-- AIM OF THE EXERCISE --
Whatever runs from the line with "For every instance of the drainpipe, locate" to the end of the records below must be copied exactly, with nothing else included.

┌──

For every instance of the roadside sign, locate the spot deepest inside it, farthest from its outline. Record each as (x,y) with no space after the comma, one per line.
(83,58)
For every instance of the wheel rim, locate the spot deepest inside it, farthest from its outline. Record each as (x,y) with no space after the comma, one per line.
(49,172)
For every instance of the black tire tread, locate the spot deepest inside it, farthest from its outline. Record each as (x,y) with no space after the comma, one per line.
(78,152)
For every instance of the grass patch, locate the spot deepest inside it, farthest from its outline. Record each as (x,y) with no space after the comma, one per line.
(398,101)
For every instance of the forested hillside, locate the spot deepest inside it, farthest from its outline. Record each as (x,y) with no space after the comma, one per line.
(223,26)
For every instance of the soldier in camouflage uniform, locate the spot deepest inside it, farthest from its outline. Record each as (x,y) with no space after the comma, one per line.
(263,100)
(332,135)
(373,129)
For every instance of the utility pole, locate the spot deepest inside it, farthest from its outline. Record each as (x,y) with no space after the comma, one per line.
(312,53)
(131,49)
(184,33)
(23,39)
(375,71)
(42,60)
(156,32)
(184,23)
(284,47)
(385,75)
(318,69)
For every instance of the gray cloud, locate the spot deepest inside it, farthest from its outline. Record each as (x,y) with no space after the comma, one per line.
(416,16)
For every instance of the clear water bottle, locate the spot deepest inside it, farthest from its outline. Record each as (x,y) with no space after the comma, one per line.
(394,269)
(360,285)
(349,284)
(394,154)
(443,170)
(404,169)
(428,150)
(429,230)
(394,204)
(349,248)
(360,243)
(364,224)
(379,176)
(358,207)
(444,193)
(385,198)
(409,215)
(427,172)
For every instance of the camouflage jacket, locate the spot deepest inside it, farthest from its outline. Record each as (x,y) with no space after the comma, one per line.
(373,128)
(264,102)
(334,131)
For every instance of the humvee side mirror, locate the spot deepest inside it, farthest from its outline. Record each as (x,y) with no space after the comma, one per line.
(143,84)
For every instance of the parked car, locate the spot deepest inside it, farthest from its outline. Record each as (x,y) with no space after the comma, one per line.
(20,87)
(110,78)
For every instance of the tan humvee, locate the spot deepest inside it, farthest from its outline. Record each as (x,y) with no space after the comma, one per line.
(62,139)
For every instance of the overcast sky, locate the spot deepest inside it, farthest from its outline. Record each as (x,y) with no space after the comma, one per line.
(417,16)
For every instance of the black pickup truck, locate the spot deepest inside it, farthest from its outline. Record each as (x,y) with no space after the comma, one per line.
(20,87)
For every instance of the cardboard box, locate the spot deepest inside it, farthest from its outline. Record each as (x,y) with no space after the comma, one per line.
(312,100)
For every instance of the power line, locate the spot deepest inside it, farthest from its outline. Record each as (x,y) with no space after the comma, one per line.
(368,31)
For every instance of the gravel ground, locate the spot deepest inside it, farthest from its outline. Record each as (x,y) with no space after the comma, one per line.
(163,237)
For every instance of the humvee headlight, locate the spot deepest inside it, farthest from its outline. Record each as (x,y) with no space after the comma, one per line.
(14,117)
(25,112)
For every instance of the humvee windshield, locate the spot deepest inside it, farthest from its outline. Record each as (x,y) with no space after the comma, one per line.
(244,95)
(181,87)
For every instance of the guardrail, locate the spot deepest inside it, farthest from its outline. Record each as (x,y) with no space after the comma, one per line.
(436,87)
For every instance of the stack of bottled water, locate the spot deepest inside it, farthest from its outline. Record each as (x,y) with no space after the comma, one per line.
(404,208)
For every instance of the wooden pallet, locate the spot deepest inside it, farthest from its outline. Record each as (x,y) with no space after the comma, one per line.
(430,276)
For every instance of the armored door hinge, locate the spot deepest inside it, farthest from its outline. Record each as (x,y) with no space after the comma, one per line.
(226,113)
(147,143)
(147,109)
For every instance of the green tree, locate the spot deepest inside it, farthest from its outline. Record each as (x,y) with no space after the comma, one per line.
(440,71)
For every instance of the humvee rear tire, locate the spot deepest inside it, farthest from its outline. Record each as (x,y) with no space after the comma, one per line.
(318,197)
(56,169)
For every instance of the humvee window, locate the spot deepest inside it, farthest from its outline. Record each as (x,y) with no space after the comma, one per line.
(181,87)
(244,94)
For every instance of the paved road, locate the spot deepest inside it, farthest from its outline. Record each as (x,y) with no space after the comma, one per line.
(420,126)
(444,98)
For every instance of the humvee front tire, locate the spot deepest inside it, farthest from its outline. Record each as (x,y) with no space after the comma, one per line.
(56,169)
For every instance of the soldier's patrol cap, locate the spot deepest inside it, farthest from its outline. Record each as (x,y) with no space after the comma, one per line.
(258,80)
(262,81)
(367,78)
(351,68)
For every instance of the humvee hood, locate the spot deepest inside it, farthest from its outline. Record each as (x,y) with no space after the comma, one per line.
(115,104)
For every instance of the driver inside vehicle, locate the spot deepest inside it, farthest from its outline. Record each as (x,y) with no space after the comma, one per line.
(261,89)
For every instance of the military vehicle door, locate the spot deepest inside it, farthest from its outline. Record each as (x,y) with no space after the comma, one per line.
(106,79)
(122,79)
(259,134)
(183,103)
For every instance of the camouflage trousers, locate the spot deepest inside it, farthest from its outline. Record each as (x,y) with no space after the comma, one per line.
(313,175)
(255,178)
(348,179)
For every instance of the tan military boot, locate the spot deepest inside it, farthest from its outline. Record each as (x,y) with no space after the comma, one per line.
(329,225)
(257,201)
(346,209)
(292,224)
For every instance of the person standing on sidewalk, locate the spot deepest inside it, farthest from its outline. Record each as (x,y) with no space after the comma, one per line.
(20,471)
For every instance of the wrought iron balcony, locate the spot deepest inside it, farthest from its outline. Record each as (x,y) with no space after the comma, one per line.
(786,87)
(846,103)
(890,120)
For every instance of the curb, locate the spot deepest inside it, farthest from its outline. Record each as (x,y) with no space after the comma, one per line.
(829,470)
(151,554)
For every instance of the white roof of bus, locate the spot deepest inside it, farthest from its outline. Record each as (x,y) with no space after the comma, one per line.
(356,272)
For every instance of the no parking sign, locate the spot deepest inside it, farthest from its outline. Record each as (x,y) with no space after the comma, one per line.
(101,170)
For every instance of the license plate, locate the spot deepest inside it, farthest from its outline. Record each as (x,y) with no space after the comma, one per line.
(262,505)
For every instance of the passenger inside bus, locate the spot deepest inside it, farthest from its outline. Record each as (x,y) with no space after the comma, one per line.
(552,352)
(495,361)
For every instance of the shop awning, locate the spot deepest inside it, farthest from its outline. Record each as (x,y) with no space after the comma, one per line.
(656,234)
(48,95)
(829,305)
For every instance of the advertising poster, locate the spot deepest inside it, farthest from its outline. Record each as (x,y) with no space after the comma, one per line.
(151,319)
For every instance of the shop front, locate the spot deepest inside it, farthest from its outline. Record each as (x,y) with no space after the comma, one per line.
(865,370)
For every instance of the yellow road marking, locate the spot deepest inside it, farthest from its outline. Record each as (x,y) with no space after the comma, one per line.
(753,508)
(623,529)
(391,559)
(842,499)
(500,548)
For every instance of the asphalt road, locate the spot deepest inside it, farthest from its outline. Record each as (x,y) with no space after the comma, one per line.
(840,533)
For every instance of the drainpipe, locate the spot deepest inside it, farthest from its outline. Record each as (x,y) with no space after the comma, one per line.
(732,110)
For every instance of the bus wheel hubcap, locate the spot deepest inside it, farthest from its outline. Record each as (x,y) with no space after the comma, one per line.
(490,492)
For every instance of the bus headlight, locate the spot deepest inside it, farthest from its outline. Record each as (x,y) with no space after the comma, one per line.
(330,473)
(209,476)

└──

-- EXERCISE OUTPUT --
For every instance of the drainpipe, locate the spot deepest inside it, farthest from its outline. Record each as (x,y) with no space after the comma, one per line.
(732,110)
For every instance of the bus wheel hubcap, locate the spot deepest inside it, farthest from its outline. Record each as (x,y) with no space after the comma, one per line.
(490,492)
For every instance of the bus headlight, locate the spot deepest inside it, farthest from its outline. Record each as (x,y) with no space after the comma, one per line.
(330,473)
(209,476)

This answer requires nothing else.